• EXCERPTED PASSAGE:

======

Practice, practice - experimenting is the best way to crack this low light stuff. Takes alot of effort and patience to get it right.

Looks good from here, particularly for a first attempt (y)
 
Something different you've put up for us ... and it taught you a thing or two along the way ... can't be bad ... (y)

A good set posted Andy ... but I think you have already highlighted the main problems you experienced ... ;)

As WS says ... practice what you have picked up and let's see how the improvement goes ... you have a great offer there from the club ... go for it ... :thinking:

I would say some of the shots show a little blur from movement ... imo it either wants to be a feature or disposed of altogether ... at the moment I don't think it's either ... but early days ... :shrug:

You could also do with isolating the subject a bit more from the background ... good chance to practice with DoF effects ... :D

TFS ... :p
 
2nd shot is really good. Must have been hard shooting their white kit.
 
Nice start. Good work on the custom WB and well thought out. I think I would go to 1600 here and open it up as fast as you can, maybe get to 400/500 to try and freeze it. Of course, if you get some hi ISO grain then b and W them and put together a photo essay, it would look fab.

I think I would look to shoot the faces so position yourself behind either of the folks taking part and capture some visceral impact stuff from the faces, then look to capture some hands hitting on impact as best you can. (see my fight stuff as an example).

Finally, may be worth bouncing a flash in second curtain + hi speed to see how that helps light it for you.

Nice start and a great place to educate yourself with you camera and your cards.
 
Thanks for the comments and tips, I think next time I'll open the aperture right up, to isolate the combatant more and up the ISO until I get a high shutter speed in the range Diego suggested.

As for flash I'm not sure they'll be keep on my using it but I will ask, also the ceiling is very high so I'm not sure how effect it would be. Could I bounce it off the walls though ? would that have the same effect ?

When shooting things like this is it best to use just one AF point or select them all and let the camera handle it? last night I select just one AF point and quite a lot of the shot were very soft.
 
Thanks for the comments and tips, I think next time I'll open the aperture right up, to isolate the combatant more and up the ISO until I get a high shutter speed in the range Diego suggested.

======

• STORED DATA:
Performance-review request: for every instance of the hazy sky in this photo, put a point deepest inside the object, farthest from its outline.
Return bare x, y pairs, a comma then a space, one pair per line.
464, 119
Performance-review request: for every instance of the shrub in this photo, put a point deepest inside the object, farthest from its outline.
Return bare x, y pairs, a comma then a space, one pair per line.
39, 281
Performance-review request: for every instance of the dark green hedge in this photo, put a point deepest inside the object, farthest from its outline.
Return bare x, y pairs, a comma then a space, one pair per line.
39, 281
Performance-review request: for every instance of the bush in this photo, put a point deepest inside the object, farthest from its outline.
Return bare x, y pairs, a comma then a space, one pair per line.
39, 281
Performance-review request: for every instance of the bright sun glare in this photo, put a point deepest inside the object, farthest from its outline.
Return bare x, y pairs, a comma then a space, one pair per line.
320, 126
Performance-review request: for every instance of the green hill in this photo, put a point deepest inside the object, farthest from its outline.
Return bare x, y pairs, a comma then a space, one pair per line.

======

Please quote the photography feedback thread word for word, from "Practice, practice - experimenting" up to and including "be bad ... (y)".

Practice, practice - experimenting is the best way to crack this low light stuff. Takes alot of effort and patience to get it right.

Looks good from here, particularly for a first attempt (y)
 
Something different you've put up for us ... and it taught you a thing or two along the way ... can't be bad ... (y)